** WHAT IS ASKED **
Please retype, word for word, the lines from the one containing "Task: confirm every instance of the rear quarter" through the one containing "[[734, 562]]", including both end lines. Give only those lines.

** RECORDS FOR THIS TASK **
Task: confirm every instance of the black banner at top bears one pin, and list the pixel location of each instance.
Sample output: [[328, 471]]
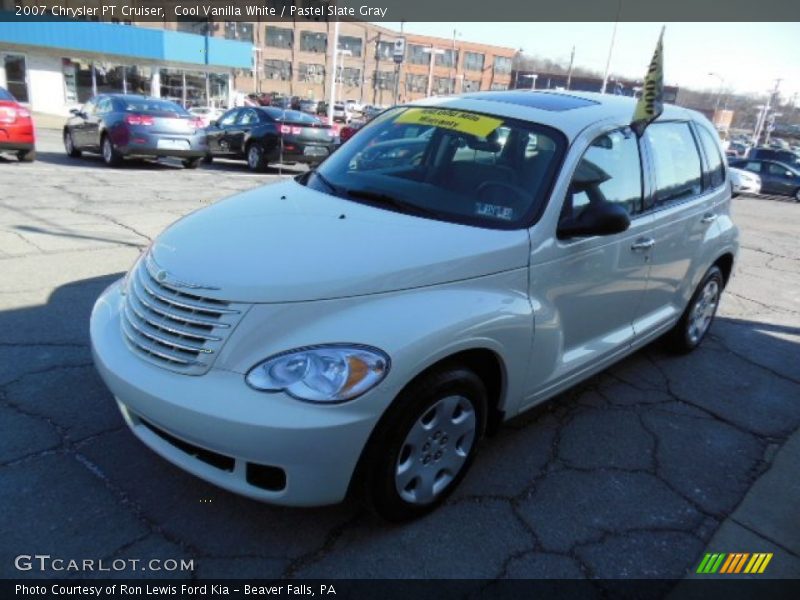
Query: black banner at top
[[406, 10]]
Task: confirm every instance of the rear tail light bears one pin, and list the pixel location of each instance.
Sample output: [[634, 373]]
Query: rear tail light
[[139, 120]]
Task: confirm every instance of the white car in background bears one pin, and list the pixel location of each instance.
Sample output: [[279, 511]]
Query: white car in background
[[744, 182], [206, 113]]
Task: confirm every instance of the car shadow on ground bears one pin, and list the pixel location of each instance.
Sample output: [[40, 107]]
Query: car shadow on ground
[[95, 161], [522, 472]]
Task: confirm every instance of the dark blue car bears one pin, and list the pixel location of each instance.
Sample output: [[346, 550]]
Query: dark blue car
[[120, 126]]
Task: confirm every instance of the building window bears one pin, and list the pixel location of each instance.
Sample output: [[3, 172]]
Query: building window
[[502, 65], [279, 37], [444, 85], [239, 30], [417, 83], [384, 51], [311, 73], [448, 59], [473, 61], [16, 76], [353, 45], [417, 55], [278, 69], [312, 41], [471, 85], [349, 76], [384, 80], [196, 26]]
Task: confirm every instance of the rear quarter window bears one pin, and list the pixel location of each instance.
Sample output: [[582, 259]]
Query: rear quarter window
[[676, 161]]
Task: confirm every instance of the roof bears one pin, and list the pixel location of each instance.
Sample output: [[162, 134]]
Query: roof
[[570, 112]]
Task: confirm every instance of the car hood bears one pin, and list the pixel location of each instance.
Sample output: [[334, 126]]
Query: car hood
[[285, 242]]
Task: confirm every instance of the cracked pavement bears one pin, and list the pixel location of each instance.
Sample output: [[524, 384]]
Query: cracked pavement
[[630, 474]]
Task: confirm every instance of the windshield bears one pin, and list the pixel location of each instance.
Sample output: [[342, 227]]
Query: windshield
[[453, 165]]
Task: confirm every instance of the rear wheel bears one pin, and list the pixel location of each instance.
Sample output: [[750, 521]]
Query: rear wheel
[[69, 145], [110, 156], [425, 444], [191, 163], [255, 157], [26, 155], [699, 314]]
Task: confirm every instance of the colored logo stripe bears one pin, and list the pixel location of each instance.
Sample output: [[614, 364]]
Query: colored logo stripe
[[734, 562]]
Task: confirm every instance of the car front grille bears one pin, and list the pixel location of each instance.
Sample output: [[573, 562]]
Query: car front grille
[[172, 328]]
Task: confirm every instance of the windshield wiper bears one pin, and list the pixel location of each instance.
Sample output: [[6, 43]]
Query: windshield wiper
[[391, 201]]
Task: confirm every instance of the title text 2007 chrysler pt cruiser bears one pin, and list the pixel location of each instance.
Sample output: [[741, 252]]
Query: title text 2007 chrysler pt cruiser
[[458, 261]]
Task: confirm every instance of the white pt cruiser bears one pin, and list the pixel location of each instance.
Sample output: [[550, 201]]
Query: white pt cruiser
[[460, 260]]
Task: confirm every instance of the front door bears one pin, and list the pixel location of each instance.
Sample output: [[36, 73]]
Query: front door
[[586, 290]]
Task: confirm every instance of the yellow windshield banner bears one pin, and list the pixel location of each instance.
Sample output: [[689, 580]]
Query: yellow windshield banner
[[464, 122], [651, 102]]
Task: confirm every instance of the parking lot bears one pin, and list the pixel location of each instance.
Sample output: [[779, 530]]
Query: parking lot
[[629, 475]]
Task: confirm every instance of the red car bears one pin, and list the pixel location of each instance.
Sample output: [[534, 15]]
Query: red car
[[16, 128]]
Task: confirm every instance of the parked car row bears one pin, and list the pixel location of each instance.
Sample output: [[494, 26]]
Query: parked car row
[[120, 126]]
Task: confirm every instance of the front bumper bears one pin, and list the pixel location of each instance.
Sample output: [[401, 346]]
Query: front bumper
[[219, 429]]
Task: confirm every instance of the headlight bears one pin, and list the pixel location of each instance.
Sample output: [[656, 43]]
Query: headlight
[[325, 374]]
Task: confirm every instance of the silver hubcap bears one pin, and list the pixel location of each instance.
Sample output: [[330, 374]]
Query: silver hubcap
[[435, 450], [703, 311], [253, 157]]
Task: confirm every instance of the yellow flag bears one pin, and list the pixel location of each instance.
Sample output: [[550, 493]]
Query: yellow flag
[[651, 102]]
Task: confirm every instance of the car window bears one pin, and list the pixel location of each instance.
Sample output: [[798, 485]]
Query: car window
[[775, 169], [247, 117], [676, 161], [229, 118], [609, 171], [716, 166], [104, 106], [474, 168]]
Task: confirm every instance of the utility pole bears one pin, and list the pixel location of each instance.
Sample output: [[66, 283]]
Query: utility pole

** SOLUTION TO THE EXERCISE **
Task: confirm every instance of the rear quarter window bears one pin, and list the pixel location of each instance.
Sample output: [[582, 259]]
Query: rear quarter window
[[676, 161]]
Task: confirm every instance of the roof bears one pin, and list the pixel location of each instance.
Sample output: [[162, 134]]
Query: roof
[[570, 112]]
Task: confirm every instance of the car hood bears one pin, and list the pixel location of each instance.
Sample output: [[334, 126]]
Query: car hood
[[285, 242]]
Task: confirm every instance of the cracked pavement bears one pin, and list the pixel location of each instance.
Sample output: [[524, 384]]
Query: cracked pavement
[[630, 474]]
Task: confirm every instance of the windshield bears one pin, and list the pixel location of each instance.
Sample output: [[342, 227]]
Query: windshield
[[453, 165]]
Task: confirm every instance of the rear wheel bears one pin, and list the pixel location of each instance.
Sample output: [[750, 521]]
Query: rear wheel
[[69, 145], [110, 156], [425, 444], [191, 163], [255, 157], [26, 155], [699, 314]]
Task: confirm every instance of the colored logo stripe bears one pin, and list the pixel location of each instance.
Sample output: [[614, 364]]
Query: colored logo stripe
[[734, 562]]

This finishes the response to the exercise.